Decidió volver a intentarlo y, al cabo de unos 5 años, pudo legalizar su estatus migratorio y emprendió un negocio que actualmente genera ingresos de unos US$30 millones, según estimaciones de su compañía, Todos Supermarket.

"Castro está muy involucrado con la comunidad y su negocio ha clasificado varias veces en la lista de los 50 comercios fantásticos de la Cámara de Comercio del estado de Virginia", le dijo a BBC Mundo una vocera de la estadounidense National Grocers Association, conformada por más de 1.500 miembros del sector minorista y mayorista de la industria de distribución de alimentos.

La experiencia de Castro es excepcional si se compara con la realidad de los cientos de miles de migrantes provenientes de Centroamérica y México que son deportadoscada año o viven en Estados Unidos sin documentos legales.

> [Entradas proporcionadas]:

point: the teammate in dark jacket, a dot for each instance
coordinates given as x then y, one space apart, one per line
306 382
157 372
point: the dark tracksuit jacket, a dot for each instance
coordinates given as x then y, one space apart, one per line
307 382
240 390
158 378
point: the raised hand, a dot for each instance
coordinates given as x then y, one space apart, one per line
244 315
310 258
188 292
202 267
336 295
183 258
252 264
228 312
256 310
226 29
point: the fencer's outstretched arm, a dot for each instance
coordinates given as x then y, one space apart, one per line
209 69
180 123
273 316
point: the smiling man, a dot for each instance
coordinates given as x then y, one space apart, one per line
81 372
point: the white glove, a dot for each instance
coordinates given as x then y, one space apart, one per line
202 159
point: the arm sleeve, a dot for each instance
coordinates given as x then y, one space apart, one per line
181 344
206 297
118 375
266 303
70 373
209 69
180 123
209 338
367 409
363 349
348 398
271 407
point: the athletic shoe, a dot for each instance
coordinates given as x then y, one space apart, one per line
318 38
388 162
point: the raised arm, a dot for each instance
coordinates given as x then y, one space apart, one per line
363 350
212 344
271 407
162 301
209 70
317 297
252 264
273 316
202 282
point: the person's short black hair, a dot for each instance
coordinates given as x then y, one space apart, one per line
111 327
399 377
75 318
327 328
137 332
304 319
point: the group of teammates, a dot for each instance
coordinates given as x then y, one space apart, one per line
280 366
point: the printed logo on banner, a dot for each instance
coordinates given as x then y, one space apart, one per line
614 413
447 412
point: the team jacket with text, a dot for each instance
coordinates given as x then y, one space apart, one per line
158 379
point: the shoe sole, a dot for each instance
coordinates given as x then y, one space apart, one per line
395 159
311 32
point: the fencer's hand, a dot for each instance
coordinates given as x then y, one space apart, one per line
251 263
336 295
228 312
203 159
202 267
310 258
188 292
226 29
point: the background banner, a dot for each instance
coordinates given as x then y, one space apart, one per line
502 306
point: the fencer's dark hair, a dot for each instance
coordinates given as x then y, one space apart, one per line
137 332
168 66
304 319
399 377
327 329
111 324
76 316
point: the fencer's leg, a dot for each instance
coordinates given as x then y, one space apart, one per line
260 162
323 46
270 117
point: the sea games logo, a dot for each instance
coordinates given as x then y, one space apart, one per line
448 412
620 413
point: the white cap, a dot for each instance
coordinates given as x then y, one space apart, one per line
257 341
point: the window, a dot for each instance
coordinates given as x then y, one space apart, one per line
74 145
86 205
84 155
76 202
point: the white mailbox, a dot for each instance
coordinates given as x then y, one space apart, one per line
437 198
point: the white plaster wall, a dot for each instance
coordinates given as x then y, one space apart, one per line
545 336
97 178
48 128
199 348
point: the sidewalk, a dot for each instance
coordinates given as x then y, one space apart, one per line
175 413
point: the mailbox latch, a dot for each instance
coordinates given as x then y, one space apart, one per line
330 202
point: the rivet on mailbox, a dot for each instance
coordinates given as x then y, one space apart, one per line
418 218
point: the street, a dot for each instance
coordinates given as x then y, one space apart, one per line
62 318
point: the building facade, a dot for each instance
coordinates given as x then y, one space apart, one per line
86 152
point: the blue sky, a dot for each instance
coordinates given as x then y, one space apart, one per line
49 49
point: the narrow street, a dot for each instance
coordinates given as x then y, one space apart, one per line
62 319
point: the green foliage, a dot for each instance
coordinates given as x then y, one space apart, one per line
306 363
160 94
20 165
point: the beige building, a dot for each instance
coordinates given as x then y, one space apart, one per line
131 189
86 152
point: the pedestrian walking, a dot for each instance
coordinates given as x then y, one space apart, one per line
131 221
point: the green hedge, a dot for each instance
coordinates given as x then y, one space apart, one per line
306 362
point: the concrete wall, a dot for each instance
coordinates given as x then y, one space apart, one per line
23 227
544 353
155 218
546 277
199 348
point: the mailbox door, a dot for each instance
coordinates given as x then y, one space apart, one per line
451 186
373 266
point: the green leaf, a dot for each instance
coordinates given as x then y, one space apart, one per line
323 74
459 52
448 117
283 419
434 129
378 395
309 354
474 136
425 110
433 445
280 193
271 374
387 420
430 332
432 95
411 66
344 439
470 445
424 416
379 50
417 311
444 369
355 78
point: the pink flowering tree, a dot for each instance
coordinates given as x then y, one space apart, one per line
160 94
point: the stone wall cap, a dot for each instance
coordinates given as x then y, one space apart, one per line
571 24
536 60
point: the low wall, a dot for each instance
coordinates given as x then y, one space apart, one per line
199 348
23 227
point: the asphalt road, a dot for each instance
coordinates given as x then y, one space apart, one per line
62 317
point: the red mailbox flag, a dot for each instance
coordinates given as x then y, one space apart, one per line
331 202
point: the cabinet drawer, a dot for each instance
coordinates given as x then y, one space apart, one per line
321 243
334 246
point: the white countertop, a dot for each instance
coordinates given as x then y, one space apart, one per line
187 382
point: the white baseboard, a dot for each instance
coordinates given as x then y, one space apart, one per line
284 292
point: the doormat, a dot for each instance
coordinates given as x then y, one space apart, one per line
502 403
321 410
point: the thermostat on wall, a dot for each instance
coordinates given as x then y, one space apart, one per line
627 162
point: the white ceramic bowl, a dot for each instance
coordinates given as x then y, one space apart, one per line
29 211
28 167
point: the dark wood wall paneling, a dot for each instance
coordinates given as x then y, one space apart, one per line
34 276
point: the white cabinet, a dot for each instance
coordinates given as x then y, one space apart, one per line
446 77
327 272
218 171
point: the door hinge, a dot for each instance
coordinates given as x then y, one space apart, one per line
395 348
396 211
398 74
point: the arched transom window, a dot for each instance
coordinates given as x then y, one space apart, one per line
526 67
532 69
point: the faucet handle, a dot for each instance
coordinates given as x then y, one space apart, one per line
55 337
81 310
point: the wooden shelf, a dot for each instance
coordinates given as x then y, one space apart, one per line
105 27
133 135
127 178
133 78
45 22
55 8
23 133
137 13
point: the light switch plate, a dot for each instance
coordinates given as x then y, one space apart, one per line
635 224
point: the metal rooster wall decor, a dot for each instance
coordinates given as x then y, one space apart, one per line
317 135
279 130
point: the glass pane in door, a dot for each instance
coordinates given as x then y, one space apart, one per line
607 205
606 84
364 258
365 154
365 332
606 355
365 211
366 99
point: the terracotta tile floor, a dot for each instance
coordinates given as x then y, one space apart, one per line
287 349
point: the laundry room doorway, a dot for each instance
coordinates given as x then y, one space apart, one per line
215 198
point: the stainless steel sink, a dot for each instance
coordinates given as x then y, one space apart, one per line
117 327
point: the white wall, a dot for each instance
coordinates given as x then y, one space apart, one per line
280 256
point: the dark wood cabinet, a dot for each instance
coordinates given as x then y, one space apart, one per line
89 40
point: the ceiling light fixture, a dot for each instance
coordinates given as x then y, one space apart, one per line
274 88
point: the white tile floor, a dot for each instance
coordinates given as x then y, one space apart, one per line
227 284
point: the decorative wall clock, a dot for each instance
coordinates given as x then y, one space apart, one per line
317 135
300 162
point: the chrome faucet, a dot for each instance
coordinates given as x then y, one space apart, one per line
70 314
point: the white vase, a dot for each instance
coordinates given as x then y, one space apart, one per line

> [Trabajo requerido]:
1/ Cuenta las líneas del listado que contienen la cadena "floor", respetando mayúsculas y minúsculas, y da únicamente el número.
2/ Prolonga el texto sobre Castro y su empresa Todos Supermarket a partir de su última oración.

> [Respuestas]:
1/ 2

2/
El empresario compartió su historia con BBC Mundo.


Crecí en el suburbio de Mejicanos, en San Salvador. Nuestra casa estaba construida con bahareque y tablas de madera y los vecinos le llamaban "la casa de cartón". Pese a tener una niñez con bastantes limitaciones, era feliz.

Mi padre era constructor, pero lastimosamente padecía de alcoholismo y eso no le permitió surgir, aunque fue estricto y nos dio una buena educación. Mi madre era ama de casa, venía de una zona rural y nunca fue a la escuela, apenas aprendió a escribir su nombre.

En casa vivíamos 11 niños. La colonia tenía un río que la bordeaba con una montaña bonita y ahí nos la pasábamos, agarrando pescado con las manos o buscando monte para cocinar algo.

A los 12 años, después de pasar el sexto grado, empecé a trabajar en la construcción y a estudiar de noche.

Estudié ingeniería industrial y era técnico en una empresa americana.

Con los años, fui testigo de cómo la influencia de la izquierda penetraba en los sindicatos, que organizaban protestas.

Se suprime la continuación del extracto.